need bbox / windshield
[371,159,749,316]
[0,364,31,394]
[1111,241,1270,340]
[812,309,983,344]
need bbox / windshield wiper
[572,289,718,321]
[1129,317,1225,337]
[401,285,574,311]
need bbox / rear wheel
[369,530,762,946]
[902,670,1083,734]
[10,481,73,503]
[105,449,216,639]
=-=-=
List every line in the records that contains the string "bbox". Case counts.

need bbox / windshield
need bbox / windshield wiper
need bbox / rear wheel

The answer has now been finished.